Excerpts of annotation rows

*****

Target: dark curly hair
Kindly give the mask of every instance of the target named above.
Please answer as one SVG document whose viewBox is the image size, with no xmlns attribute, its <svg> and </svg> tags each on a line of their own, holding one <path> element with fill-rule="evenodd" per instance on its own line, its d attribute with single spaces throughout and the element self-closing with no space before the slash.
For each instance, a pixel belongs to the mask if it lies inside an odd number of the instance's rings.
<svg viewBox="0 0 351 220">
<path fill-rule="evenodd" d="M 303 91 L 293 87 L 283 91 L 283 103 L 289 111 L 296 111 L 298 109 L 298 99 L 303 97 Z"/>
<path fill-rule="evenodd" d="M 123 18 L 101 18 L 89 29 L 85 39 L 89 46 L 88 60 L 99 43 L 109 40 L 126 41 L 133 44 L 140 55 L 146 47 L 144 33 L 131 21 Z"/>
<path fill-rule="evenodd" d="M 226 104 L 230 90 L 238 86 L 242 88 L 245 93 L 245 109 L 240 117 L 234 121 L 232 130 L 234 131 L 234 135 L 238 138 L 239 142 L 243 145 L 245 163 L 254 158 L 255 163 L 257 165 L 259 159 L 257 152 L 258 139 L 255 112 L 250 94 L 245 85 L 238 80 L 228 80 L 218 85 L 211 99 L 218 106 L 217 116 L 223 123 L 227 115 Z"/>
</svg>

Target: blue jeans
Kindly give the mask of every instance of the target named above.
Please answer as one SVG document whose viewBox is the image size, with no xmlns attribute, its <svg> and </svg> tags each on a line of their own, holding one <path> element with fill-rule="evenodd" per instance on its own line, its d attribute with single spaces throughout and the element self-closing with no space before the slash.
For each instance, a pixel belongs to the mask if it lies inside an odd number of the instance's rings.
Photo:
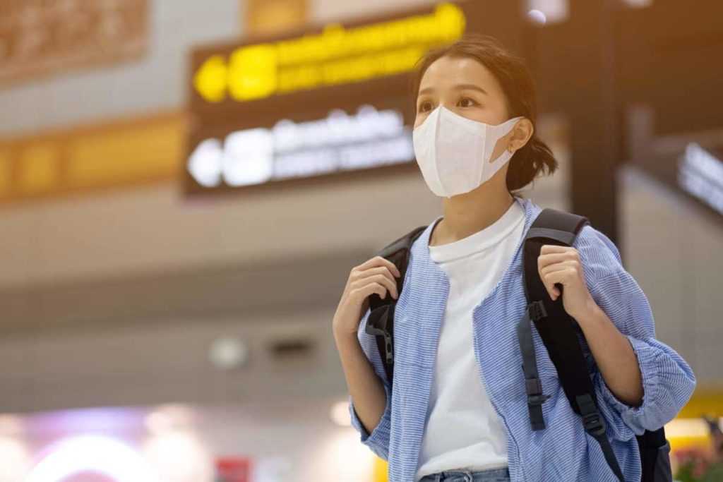
<svg viewBox="0 0 723 482">
<path fill-rule="evenodd" d="M 482 472 L 445 470 L 424 475 L 419 482 L 510 482 L 510 471 L 507 468 Z"/>
</svg>

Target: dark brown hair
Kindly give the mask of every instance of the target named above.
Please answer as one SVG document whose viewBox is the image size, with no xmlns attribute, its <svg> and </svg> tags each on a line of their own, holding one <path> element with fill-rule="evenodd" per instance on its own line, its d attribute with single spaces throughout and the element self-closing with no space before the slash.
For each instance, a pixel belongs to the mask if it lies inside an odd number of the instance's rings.
<svg viewBox="0 0 723 482">
<path fill-rule="evenodd" d="M 532 75 L 521 57 L 489 35 L 467 34 L 455 43 L 431 51 L 420 59 L 412 79 L 415 104 L 424 72 L 432 62 L 445 56 L 469 57 L 487 67 L 502 86 L 510 118 L 522 116 L 536 125 L 537 98 Z M 507 189 L 510 193 L 520 189 L 540 173 L 552 174 L 557 168 L 557 161 L 549 147 L 537 137 L 536 129 L 527 144 L 518 149 L 510 160 Z"/>
</svg>

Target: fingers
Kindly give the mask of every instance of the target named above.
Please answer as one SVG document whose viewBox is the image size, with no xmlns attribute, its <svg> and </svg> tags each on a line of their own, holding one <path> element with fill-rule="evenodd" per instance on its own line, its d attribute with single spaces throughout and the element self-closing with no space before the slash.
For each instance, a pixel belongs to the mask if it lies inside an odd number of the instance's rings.
<svg viewBox="0 0 723 482">
<path fill-rule="evenodd" d="M 397 277 L 401 275 L 401 273 L 399 272 L 399 270 L 397 269 L 397 267 L 395 266 L 394 263 L 381 256 L 375 256 L 370 259 L 367 259 L 364 262 L 356 267 L 354 269 L 363 271 L 364 270 L 368 270 L 377 266 L 386 266 Z"/>
<path fill-rule="evenodd" d="M 384 291 L 380 295 L 382 298 L 386 298 L 388 291 L 395 299 L 399 298 L 399 293 L 397 292 L 397 283 L 389 278 L 388 274 L 387 275 L 382 274 L 371 274 L 368 275 L 362 274 L 351 281 L 351 288 L 352 289 L 358 288 L 369 284 L 377 284 L 382 287 Z"/>
<path fill-rule="evenodd" d="M 396 278 L 394 277 L 393 275 L 389 271 L 389 268 L 386 266 L 378 266 L 375 268 L 369 268 L 369 270 L 365 270 L 364 271 L 357 272 L 356 279 L 362 279 L 365 277 L 369 277 L 369 276 L 373 276 L 374 275 L 382 275 L 387 277 L 390 281 L 392 282 L 395 286 L 397 285 Z"/>
<path fill-rule="evenodd" d="M 555 283 L 559 283 L 562 286 L 565 286 L 570 283 L 570 280 L 577 275 L 577 270 L 570 266 L 565 266 L 559 270 L 555 269 L 553 271 L 540 273 L 540 279 L 547 290 L 547 293 L 549 293 L 549 297 L 555 301 L 560 295 L 560 290 L 555 285 Z"/>
<path fill-rule="evenodd" d="M 542 246 L 543 248 L 544 246 Z M 561 246 L 560 246 L 561 247 Z M 555 263 L 560 263 L 565 261 L 580 261 L 580 254 L 574 248 L 567 248 L 564 251 L 556 251 L 542 254 L 537 257 L 537 267 L 540 270 Z"/>
</svg>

*****

What the task requires: Please copy every row above word for word, leaving out the pictures.

Exercise answer:
Target: dark curly hair
Kindly give the mask of every instance of the target named above.
Please answer as one SVG document whose viewBox is the image size, with no xmlns attribute, its <svg> and </svg> tags each on a line of their own, holding one <path> element with fill-rule="evenodd" per instance on its own line, its d attribute with single spaces throughout and the element self-closing with no space before the slash.
For each instance, a pixel belongs to the mask if it lies inside an odd number of the instance's rings.
<svg viewBox="0 0 351 220">
<path fill-rule="evenodd" d="M 303 91 L 293 87 L 283 91 L 283 103 L 289 111 L 296 111 L 298 109 L 298 99 L 303 97 Z"/>
<path fill-rule="evenodd" d="M 123 18 L 101 18 L 89 29 L 85 39 L 89 46 L 88 60 L 99 43 L 109 40 L 126 41 L 133 44 L 140 55 L 146 47 L 144 33 L 131 21 Z"/>
<path fill-rule="evenodd" d="M 226 104 L 230 90 L 238 86 L 242 88 L 245 93 L 245 109 L 240 117 L 234 121 L 232 130 L 234 131 L 234 135 L 238 138 L 239 142 L 243 145 L 245 163 L 254 158 L 255 163 L 257 165 L 259 159 L 257 152 L 258 139 L 255 112 L 250 94 L 245 85 L 238 80 L 228 80 L 218 85 L 211 99 L 218 106 L 217 116 L 223 123 L 227 115 Z"/>
</svg>

Target: blue jeans
Kindly give the mask of every instance of the target named above.
Please answer as one SVG document whose viewBox is the image size, with no xmlns attribute, its <svg> and </svg> tags each on a line of their own, holding one <path> element with fill-rule="evenodd" per instance on its own line, its d attribute with single spaces throughout and the element self-closing with no space before the slash.
For each instance, a pixel belongs to the mask if it lies inside an odd number of the instance's rings.
Photo:
<svg viewBox="0 0 723 482">
<path fill-rule="evenodd" d="M 482 472 L 445 470 L 424 475 L 419 482 L 510 482 L 510 471 L 507 468 Z"/>
</svg>

Target: dark brown hair
Kindly give the mask of every instance of the target named above.
Please answer as one SVG document whose viewBox is the image size, with no xmlns attribute, its <svg> and </svg> tags each on a line of their own, holding one <path> element with fill-rule="evenodd" per instance on its own line, its d attribute with single spaces throughout and the element self-closing with no space before the slash.
For each instance, a pixel belongs to the mask if it lies inside an odd number of the instance's rings.
<svg viewBox="0 0 723 482">
<path fill-rule="evenodd" d="M 532 75 L 521 57 L 489 35 L 467 34 L 455 43 L 431 51 L 420 59 L 412 79 L 415 104 L 424 72 L 432 62 L 445 56 L 469 57 L 487 67 L 502 86 L 510 118 L 522 116 L 536 125 L 537 98 Z M 507 189 L 510 193 L 520 189 L 540 173 L 552 174 L 557 168 L 557 161 L 549 147 L 537 137 L 536 129 L 527 144 L 518 149 L 510 160 Z"/>
</svg>

Target: fingers
Kindly give the mask of every instance of the target named above.
Please answer as one SVG document whose viewBox is the image size, with no xmlns attribute, its <svg> and </svg> tags each on a line of their own, holding one <path> element with fill-rule="evenodd" per instance on its own line, its d attribute with single spaces throughout and the element self-closing with no space before the slash.
For each instance, a pixel belongs to the mask if it lies inside an odd number of the instance's rings.
<svg viewBox="0 0 723 482">
<path fill-rule="evenodd" d="M 397 277 L 401 275 L 401 273 L 399 272 L 399 270 L 397 269 L 397 267 L 395 266 L 394 263 L 381 256 L 375 256 L 370 259 L 367 259 L 364 262 L 356 267 L 354 269 L 363 271 L 364 270 L 368 270 L 377 266 L 386 266 Z"/>
<path fill-rule="evenodd" d="M 384 291 L 380 295 L 382 298 L 386 298 L 388 291 L 395 299 L 399 298 L 399 293 L 397 292 L 397 283 L 389 278 L 388 274 L 387 275 L 382 274 L 371 274 L 368 275 L 362 274 L 351 281 L 351 288 L 352 289 L 358 288 L 369 284 L 377 284 L 382 287 Z"/>
<path fill-rule="evenodd" d="M 396 278 L 394 277 L 393 275 L 389 271 L 389 268 L 386 266 L 378 266 L 375 268 L 369 268 L 369 270 L 365 270 L 364 271 L 357 272 L 356 279 L 362 279 L 365 277 L 369 277 L 369 276 L 373 276 L 374 275 L 382 275 L 387 277 L 390 281 L 392 282 L 395 286 L 397 285 Z"/>
<path fill-rule="evenodd" d="M 555 283 L 559 283 L 562 286 L 565 286 L 570 283 L 570 280 L 577 275 L 577 270 L 570 266 L 565 266 L 559 270 L 555 269 L 553 271 L 540 273 L 540 279 L 547 290 L 547 293 L 549 293 L 549 297 L 555 301 L 560 295 L 560 290 L 555 285 Z"/>
<path fill-rule="evenodd" d="M 542 246 L 543 248 L 544 246 Z M 561 246 L 560 246 L 561 247 Z M 555 263 L 560 263 L 565 261 L 580 261 L 580 254 L 574 248 L 567 248 L 564 251 L 556 251 L 542 254 L 537 257 L 537 267 L 540 270 Z"/>
</svg>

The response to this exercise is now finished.